* _STUDY TEXT_:
Despite the current health crisis, the sector remains very attractive for investors


Resilient investment flow

European care home investment volume reached approximately €3.6bn during the first three quarters of 2020. This is 8.1% down compared to the same period last year. Yet still a robust result in the light of the Covid-19 pandemic. Investment activity has been particularly resilient in Sweden and Germany where volume transacted during the first nine months of the year increased by 80% and 21% respectively, compared to Q1-Q3 2019. Germany remained the major care home investment destination accounting for 42% of the total volume followed by Sweden (23%). Belgium, Finland and the Netherlands also remain strategic care home markets targeted by investors.

In contrast with last year when a few very large portfolios boosted the European volume, investment activity in H1 was fuelled by several small to mid-size portfolio transactions mainly signed in Germany and Sweden and a large number of single property deals. The share of forward-acquisitions in new care home developments also accounted for nearly 30% of the overall volume.

* _TRY IT_:
Please translate this sentence from the care home investment text into Spanish: "Germany remained the major care home investment destination accounting for 42% of the total volume followed by Sweden (23%)."

Collected data
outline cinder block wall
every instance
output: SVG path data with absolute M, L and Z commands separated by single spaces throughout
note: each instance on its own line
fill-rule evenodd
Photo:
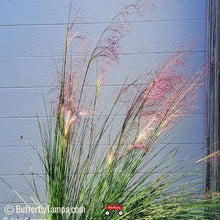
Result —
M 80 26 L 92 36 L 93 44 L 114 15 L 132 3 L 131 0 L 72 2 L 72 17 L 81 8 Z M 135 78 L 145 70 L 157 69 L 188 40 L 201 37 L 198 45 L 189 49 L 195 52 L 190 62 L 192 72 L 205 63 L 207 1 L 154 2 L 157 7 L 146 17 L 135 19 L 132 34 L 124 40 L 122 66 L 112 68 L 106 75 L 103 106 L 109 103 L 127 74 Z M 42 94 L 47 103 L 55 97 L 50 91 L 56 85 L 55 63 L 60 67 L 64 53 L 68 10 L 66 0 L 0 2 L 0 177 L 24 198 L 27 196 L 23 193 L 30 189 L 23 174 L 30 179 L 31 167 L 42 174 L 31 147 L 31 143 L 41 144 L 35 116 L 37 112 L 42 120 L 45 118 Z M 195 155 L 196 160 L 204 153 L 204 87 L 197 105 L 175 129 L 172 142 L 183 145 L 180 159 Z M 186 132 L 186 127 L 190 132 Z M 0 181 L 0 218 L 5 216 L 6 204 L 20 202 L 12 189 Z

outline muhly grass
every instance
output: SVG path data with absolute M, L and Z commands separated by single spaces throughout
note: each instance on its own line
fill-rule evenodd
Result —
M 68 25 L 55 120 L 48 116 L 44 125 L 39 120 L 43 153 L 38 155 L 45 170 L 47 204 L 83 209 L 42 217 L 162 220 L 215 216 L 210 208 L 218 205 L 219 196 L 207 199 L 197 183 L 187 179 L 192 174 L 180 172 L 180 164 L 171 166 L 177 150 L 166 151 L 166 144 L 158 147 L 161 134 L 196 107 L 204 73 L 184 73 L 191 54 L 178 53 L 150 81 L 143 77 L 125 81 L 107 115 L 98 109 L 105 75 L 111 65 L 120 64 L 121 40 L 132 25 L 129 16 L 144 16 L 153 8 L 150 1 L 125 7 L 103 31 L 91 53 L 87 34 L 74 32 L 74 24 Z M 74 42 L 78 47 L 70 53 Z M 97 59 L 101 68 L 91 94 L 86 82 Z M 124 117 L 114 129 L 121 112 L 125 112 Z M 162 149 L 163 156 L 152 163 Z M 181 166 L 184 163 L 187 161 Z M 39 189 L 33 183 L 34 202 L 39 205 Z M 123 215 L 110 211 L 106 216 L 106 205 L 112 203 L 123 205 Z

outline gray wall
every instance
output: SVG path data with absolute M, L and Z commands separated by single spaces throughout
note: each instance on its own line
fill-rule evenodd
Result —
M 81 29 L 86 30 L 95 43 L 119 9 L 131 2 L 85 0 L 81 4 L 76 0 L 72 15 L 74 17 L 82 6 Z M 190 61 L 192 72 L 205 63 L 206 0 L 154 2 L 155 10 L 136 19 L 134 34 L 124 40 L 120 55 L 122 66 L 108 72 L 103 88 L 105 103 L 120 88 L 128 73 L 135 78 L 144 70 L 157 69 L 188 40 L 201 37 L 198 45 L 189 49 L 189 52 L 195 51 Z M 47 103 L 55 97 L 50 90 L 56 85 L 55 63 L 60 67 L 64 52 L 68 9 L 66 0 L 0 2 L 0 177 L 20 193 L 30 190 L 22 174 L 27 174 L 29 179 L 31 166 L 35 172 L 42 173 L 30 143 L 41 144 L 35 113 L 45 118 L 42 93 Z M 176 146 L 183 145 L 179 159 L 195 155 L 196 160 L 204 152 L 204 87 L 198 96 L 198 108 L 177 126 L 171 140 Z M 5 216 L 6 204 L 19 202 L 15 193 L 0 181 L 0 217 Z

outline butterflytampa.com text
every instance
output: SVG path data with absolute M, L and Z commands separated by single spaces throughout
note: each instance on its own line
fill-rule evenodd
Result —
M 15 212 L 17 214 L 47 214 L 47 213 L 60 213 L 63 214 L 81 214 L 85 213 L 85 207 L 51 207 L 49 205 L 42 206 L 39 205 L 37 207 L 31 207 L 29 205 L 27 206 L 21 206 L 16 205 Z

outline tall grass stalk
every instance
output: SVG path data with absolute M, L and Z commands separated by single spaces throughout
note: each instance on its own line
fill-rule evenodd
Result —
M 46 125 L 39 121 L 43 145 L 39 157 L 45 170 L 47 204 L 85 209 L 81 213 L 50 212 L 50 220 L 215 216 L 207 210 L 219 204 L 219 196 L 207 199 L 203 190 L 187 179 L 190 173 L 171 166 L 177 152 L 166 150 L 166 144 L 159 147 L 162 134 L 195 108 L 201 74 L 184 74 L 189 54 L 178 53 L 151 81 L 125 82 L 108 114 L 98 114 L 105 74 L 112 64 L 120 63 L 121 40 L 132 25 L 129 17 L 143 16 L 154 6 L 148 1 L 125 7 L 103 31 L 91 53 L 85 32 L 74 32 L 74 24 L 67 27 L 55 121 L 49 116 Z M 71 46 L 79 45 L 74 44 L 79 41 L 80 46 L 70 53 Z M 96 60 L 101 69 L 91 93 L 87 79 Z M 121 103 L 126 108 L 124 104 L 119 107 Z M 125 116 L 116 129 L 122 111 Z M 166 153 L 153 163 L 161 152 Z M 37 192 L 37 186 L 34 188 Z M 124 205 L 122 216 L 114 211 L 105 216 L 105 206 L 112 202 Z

==

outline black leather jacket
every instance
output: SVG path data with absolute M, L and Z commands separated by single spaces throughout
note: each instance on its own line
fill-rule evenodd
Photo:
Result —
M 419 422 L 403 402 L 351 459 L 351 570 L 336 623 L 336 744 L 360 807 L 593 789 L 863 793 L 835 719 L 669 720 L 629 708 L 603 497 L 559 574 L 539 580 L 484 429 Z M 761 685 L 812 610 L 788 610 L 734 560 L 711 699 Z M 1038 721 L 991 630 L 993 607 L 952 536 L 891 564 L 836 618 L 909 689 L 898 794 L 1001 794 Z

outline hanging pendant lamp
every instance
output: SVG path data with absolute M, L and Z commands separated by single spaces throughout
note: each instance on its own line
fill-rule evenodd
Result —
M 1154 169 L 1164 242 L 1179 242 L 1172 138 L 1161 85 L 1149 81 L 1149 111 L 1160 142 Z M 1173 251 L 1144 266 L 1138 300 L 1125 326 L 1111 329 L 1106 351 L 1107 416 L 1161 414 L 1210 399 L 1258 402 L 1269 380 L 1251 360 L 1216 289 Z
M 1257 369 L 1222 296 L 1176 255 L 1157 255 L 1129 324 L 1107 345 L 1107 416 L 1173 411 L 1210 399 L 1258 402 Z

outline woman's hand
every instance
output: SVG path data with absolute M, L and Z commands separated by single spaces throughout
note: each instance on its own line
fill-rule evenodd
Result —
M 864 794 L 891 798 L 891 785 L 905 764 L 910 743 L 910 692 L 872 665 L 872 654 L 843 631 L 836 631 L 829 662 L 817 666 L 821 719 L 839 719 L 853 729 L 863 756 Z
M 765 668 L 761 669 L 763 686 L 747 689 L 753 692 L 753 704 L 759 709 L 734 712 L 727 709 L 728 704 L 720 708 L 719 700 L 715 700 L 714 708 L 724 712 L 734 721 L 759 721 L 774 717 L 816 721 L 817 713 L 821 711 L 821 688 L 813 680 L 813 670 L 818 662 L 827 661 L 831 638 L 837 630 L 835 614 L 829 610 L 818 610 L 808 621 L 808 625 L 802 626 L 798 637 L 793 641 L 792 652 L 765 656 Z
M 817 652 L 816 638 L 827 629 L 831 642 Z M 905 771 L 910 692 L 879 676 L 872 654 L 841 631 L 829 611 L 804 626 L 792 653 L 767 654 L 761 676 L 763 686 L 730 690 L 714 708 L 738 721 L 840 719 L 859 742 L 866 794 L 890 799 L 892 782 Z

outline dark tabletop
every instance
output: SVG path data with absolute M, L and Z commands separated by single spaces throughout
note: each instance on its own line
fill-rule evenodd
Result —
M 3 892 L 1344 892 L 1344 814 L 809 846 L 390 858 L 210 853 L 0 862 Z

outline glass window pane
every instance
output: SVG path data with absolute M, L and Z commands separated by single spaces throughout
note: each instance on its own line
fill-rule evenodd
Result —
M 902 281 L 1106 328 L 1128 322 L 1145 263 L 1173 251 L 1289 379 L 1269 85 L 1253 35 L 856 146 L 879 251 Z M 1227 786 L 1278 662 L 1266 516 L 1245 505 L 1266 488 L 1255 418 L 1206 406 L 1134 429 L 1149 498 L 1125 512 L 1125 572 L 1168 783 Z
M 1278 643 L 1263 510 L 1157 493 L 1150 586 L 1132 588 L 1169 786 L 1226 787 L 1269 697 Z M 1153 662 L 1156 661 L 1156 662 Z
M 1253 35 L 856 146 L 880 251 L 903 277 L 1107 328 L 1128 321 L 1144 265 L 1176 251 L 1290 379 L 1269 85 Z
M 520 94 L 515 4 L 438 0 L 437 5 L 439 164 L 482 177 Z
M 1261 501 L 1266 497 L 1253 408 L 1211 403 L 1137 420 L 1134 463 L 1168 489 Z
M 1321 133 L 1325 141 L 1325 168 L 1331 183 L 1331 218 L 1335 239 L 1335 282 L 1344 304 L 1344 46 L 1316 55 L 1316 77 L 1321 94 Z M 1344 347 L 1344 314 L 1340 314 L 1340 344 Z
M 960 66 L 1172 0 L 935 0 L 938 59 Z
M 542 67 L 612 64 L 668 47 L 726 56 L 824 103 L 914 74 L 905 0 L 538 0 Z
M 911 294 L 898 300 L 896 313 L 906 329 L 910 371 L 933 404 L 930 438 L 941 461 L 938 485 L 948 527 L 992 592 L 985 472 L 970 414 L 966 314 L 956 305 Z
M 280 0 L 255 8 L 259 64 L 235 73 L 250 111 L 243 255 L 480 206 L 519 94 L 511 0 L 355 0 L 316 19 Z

* _TASK RESULT_:
Alemania siguió siendo el principal destino de inversión en residencias de mayores, con el 42 % del volumen total, seguida de Suecia (23 %).